▶ Task requirements:
**a)** Reproduce, word for word, the part of the racing letters that opens with the words containing "With all due" and closes with "for legal reasons.".
**b)** Extract every line of the rows that contains the string "blue".

▶ Extract to read:
○ ○ ○ ○ ○

And now to the e-mail box:


‘RACING authorities have some major questions to answer in the wake of the Four Corners report into race fixing before punters are convinced they can bet with confidence anywhere in Australia.

For some time they have regarded racing in Adelaide and Brisbane as completely on the nose and the professional punters deserted those two venues long ago.

Nothing has been done to address the problem in South Australia and in Queensland the new control body seems to be reducing integrity rather than increasing it.

Sydney racing has degenerated into a joke with little or no action being taken to combat form reversals from the major stables where second string horses continue to upstage their more fancied stable-mates.

Most concerning in Melbourne in recent times has been the apparent road-blocks placed in the path of stewards as they have attempted to address problems involving some key racing players.

This is shaping as the biggest corruption scandal to hit racing in decades and with sports betting attracting more interest by the day, punters won’t hesitate to move their investment to a medium where they believe they will get a better run for their money.’ Michael Hanley, Melbourne.

EDITOR’S NOTE: Ironically Michael punters have more confidence betting in Melbourne than they do anywhere else in the country these days and it is the state at the centre of these allegations. Perhaps that is because the authorities there have been forced by some investigative and hard working journalists to take some action. We have seen the concerns expressed about the lack of power the Government has given the NSW inquiry into harness and greyhound racing. The reported road-blocks placed in the path of stewards in Victoria in the past need to be removed. Integrity Commissioner Sal Perna gave the impression in the Four Corners report that he is a no-nonsense guy determined to get things done.



‘MY mates and I have followed racing in Victoria all our lives and regard the arrival of Terry Bailey as Chairman of Stewards as the best thing that ever happened for the policing of the sport.

It needed an outsider – albeit a Queenslander – to come in with no political ties from the past to give the joint a real shake-up. Surprise, surprise sections of the racing media have criticized his style and method as being too tough.

Bailey isn’t popular – like his predecessors – with many of the licensees, some of whom we believe fell into a comfort zone back then. But it hasn’t been easy for the new Chairman who has apparently found his job under threat simply for doing the right thing by the punters.

We felt it was a bit rich when former Chief Stipe and AFL corruption consultant Des Gleeson weighed into the latest debate on race fixing in Victoria. Surely Des, or his mate Ray Murrihy in Sydney, aren’t looking for a job on any new National Anti-Corruption body that the industry was to establish.

Gleeson called on Governments to urgently fill major holes in the system by introducing a national sporting integrity body, nationwide standards and race and match-fixing laws.

"[This] should have been done yesterday...before there's an almighty scandal in sport in Australia," he said.

With all due respects to Mr Gleeson, there are many who feel he was not tough enough when he was the Chief Steward. There are certain incidents involving top trainers and leading stables that we could mention during his era but had better not for legal reasons.

○ ○ ○ ○ ○

▶ Dataset rows about object locations:
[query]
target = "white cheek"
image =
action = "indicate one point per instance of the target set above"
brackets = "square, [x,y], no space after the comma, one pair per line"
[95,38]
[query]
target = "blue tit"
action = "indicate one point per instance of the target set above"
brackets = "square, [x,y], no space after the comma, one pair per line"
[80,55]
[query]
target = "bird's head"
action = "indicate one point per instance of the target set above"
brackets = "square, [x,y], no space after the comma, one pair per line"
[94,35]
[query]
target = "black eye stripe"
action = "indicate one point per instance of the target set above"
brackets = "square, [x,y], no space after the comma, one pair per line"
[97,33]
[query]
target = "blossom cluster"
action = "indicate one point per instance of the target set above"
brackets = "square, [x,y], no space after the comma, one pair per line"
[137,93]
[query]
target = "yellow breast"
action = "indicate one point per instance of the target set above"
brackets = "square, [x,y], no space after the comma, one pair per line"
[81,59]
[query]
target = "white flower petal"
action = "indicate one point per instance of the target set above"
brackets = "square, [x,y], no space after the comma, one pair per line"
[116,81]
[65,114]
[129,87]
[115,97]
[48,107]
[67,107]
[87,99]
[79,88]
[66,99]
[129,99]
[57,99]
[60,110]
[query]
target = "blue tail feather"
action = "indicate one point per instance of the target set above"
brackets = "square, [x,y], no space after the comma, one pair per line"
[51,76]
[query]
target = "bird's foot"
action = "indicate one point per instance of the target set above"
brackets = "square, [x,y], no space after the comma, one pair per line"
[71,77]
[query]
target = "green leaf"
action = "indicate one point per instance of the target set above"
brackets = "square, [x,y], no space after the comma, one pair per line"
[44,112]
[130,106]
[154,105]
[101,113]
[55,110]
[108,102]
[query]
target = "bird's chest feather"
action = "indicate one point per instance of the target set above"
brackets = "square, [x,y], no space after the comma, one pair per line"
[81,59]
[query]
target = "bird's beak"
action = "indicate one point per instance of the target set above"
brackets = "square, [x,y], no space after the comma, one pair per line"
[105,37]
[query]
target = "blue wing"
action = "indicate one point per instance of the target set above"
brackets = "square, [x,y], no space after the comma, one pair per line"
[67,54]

○ ○ ○ ○ ○

▶ Responses per task:
**a)**
With all due respects to Mr Gleeson, there are many who feel he was not tough enough when he was the Chief Steward. There are certain incidents involving top trainers and leading stables that we could mention during his era but had better not for legal reasons.

**b)**
target = "blue tit"
target = "blue tail feather"
target = "blue wing"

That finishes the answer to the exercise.